● Task 1: List the names of the callback function pointer types declared with typedef in the HarfBuzz notes below.
● Task 2: In the HarfBuzz notes below, which part of the glyph metrics is technically all that is needed?
● Task 3: From the HarfBuzz notes below, extract the passage starting at "The ppem API" and ending at "metrics hinting ourselves.".

This is the cmap callback. Note the variant_selector: it supports new cmap14 tables. For older clients, they can ignore that argument and do the mapping. We probably will implement support for Unicode cmaps internally, but chain to this function for missing-glyphs or if no suitable cmap was found. That has three advantages:

- Pango etc can pass whatever code they want for missing glyphs, to use later to draw hexbox,

- Pango, through fontconfig, knows how to handle non-Unicode cmaps, so that will continue to work,

- For non-SFNT fonts, HarfBuzz should happily sit back and make things work still, this is how that will work.


typedef hb_bool_t
(*hb_font_get_contour_point_func_t) (hb_font_t *font, hb_face_t *face,
                                     const void *user_data,
                                     hb_codepoint_t glyph,
                                     hb_position_t *x, hb_position_t *y);

Needed for complex GPOS positioning. Pango never did this before. Pretty straightforward, just need to make it clear the space that the positions are returned in. I'll discuss that in the next section.


typedef void
(*hb_font_get_glyph_metrics_func_t) (hb_font_t *font, hb_face_t *face, const
                                     void *user_data, hb_codepoint_t glyph,
                                     hb_glyph_metrics_t *metrics);

This one is a bit more tricky. Technically we just need the advance width. The rest of the metrics are only used for fallback mark positioning. So maybe I should split this in a get_glyph_advance and a full get_glyph_metrics one. Current HarfBuzz has a single call to get advance width of multiple glyphs. If that kind of optimization deems necessary in the future, we can add a callback to take an entire buffer and set the advances.

There are more issues here though:

1) The metrics struct most probably should be public. However, in the future I like to use bearing-deltas to improve positioning. A transparent struct doesn't help in those situations. Not sure what the alternatives are.

2) It's not exactly clear how to deal with vertical fonts. One way would be to assume that if buffer direction is vertical, then the font already knows that and returns the vertical metrics. That's not a completely off assumption, though that may not be how win32 fonts work?


typedef hb_position_t
(*hb_font_get_kerning_func_t) (hb_font_t *font, hb_face_t *face,
                               const void *user_data,
                               hb_codepoint_t first_glyph,
                               hb_codepoint_t second_glyph);

Again, most probably we will read 'kern' table internally anyway, but this can be used for fallback with non-SFNT fonts. You can even pass, say, SVG fonts through HarfBuzz such that the higher level just deals with one API.



Another call that may be useful is a get_font_metrics one. Again, only useful in fallback positioning. In that case, ascent/descent as well as slope come handy.


Font scale, etc
===============

Currently, based on the old code, the font object has the following setters:

void
hb_font_set_scale (hb_font_t *font,
                   hb_16dot16_t x_scale,
                   hb_16dot16_t y_scale);

void
hb_font_set_ppem (hb_font_t *font,
                  unsigned int x_ppem,
                  unsigned int y_ppem);

The ppem API is well-defined: that's the ppem to use for hinting and device-dependent positioning. Old HarfBuzz also had a "device-independent" setting, which essentially turned hinting off. I've removed that setting in favor of passing zero as ppem. That allows hinting in one direction and not the other. Unlike old HarfBuzz, we will do metrics hinting ourselves.

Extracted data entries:

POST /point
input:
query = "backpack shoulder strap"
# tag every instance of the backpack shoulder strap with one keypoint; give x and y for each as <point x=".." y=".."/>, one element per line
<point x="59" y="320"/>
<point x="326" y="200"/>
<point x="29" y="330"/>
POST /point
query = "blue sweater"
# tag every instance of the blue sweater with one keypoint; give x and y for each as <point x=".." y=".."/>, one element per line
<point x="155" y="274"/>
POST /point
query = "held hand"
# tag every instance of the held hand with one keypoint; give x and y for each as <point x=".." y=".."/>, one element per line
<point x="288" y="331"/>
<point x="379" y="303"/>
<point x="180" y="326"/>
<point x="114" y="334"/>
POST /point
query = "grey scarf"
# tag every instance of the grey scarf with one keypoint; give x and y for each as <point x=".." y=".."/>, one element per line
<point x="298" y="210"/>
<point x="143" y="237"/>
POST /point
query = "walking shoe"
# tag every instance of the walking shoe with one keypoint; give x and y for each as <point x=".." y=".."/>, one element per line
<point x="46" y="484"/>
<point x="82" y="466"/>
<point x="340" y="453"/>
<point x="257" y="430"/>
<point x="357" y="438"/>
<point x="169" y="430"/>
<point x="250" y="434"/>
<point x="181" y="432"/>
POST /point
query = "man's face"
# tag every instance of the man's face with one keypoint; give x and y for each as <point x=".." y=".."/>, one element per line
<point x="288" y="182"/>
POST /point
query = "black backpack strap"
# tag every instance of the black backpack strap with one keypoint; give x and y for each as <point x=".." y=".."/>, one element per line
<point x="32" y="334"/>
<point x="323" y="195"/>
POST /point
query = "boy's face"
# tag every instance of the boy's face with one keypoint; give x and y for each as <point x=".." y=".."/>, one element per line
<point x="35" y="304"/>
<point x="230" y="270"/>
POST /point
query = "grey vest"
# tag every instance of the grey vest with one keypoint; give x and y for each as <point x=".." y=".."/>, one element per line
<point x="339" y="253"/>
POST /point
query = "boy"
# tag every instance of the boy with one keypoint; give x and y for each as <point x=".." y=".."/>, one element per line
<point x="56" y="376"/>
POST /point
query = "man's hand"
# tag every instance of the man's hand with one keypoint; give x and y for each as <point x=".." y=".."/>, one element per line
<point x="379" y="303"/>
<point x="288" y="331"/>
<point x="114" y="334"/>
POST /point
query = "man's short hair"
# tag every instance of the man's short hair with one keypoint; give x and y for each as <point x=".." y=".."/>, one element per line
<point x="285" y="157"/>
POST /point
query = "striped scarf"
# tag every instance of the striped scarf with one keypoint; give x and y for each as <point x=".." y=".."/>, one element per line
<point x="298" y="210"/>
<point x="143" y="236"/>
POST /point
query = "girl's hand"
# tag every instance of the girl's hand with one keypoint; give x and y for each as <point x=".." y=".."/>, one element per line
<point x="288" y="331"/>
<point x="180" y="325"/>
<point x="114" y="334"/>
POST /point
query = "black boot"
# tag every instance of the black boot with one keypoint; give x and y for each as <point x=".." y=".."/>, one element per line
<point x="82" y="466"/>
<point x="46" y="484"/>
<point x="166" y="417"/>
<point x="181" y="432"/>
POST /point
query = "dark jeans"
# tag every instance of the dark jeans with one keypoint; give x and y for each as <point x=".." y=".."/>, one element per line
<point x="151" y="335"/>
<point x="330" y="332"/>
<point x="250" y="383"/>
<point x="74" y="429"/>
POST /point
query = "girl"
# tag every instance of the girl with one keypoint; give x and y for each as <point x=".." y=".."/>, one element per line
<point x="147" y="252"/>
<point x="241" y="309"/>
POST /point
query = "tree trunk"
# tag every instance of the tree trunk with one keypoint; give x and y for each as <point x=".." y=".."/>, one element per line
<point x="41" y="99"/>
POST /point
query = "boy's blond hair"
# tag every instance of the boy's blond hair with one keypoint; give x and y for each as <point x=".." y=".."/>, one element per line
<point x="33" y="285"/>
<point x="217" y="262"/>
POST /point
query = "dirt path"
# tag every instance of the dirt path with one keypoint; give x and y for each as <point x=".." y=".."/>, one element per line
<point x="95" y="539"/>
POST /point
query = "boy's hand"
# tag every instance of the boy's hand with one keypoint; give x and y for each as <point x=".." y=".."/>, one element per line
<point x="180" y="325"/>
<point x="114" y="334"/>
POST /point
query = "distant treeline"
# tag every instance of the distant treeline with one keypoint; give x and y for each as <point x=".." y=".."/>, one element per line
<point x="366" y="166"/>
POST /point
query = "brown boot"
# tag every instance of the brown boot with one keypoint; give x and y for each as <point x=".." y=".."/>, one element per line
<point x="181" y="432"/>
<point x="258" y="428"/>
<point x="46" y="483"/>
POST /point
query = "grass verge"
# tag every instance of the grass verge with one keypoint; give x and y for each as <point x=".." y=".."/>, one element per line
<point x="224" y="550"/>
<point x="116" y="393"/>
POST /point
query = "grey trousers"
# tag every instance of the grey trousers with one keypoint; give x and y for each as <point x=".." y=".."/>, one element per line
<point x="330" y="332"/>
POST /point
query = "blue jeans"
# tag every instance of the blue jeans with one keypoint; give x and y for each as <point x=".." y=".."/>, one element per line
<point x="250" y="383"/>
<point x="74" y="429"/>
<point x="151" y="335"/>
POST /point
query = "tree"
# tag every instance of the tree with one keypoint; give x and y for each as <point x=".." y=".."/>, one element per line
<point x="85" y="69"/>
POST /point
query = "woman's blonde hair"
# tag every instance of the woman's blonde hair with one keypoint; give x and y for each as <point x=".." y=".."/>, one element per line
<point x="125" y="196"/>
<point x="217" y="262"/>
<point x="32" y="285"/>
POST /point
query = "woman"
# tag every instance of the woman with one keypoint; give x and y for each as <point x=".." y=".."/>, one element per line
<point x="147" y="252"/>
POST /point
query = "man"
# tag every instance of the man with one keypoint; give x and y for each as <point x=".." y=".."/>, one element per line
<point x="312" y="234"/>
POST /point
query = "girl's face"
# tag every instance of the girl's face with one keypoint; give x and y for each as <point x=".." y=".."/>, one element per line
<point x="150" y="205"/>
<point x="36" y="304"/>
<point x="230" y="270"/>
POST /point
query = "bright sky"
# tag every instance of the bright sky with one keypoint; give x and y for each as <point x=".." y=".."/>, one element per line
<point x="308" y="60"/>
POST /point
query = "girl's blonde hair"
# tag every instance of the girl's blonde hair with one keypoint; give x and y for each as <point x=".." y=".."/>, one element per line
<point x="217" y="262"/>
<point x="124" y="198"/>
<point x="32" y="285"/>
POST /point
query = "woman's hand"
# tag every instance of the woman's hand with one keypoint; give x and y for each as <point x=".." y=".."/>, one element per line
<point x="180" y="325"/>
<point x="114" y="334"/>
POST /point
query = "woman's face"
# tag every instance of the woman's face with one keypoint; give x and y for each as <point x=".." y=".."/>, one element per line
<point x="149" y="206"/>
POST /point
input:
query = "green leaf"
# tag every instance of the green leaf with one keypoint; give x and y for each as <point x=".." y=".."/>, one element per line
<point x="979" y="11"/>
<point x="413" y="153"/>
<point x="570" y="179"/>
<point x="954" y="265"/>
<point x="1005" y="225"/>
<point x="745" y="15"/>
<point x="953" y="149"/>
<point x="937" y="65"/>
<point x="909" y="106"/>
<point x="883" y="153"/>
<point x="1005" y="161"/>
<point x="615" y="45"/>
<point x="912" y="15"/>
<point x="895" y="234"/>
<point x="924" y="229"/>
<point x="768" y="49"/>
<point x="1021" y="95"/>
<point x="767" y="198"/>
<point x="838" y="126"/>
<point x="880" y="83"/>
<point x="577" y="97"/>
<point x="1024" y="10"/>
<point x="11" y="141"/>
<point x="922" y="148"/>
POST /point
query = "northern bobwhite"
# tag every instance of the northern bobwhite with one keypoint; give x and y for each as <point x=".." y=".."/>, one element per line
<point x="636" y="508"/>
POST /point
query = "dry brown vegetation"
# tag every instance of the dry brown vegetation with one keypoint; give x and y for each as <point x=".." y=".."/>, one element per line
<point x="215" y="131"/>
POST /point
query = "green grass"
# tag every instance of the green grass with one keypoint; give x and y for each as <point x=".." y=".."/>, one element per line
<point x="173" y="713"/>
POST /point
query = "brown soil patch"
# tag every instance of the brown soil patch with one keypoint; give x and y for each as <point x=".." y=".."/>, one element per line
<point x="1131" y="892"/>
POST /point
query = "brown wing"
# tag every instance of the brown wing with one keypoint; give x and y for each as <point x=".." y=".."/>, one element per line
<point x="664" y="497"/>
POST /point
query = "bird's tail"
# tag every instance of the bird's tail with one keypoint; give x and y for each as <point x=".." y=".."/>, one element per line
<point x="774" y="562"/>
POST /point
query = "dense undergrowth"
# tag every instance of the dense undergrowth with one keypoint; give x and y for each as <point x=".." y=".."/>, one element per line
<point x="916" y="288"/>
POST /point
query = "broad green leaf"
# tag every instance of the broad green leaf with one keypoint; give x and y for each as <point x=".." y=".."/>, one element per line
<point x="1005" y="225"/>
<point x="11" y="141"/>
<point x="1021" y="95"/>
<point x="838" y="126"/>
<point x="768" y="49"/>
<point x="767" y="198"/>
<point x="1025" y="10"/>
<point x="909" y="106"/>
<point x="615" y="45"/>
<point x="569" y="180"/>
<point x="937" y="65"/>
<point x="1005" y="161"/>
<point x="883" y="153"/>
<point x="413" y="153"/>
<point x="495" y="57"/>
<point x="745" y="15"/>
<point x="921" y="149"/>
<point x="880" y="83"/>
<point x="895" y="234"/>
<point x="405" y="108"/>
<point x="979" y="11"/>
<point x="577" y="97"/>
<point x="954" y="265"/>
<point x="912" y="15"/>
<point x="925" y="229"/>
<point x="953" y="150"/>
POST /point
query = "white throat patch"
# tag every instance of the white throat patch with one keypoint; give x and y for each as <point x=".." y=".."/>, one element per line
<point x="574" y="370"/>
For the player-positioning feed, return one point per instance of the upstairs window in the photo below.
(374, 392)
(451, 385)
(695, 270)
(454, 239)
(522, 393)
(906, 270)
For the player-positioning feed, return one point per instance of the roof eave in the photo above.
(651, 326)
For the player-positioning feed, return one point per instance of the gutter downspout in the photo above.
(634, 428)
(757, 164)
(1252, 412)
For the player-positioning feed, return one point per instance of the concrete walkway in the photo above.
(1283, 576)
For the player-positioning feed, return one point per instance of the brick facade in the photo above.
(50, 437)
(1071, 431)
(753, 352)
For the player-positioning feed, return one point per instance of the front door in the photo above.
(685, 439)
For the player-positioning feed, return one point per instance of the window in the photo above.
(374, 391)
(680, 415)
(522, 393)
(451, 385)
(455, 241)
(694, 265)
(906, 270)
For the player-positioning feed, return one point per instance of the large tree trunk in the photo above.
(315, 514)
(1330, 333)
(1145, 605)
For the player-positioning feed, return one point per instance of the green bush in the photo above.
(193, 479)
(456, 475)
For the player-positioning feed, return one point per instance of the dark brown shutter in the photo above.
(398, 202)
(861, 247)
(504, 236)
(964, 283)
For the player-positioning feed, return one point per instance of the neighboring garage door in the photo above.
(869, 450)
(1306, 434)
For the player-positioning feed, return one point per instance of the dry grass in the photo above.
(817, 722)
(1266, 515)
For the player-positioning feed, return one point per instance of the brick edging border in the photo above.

● Task response 1:
hb_font_get_contour_point_func_t
hb_font_get_glyph_metrics_func_t
hb_font_get_kerning_func_t

● Task response 2: The advance width.

● Task response 3:
The ppem API is well-defined: that's the ppem to use for hinting and device-dependent positioning. Old HarfBuzz also had a "device-independent" setting, which essentially turned hinting off. I've removed that setting in favor of passing zero as ppem. That allows hinting in one direction and not the other. Unlike old HarfBuzz, we will do metrics hinting ourselves.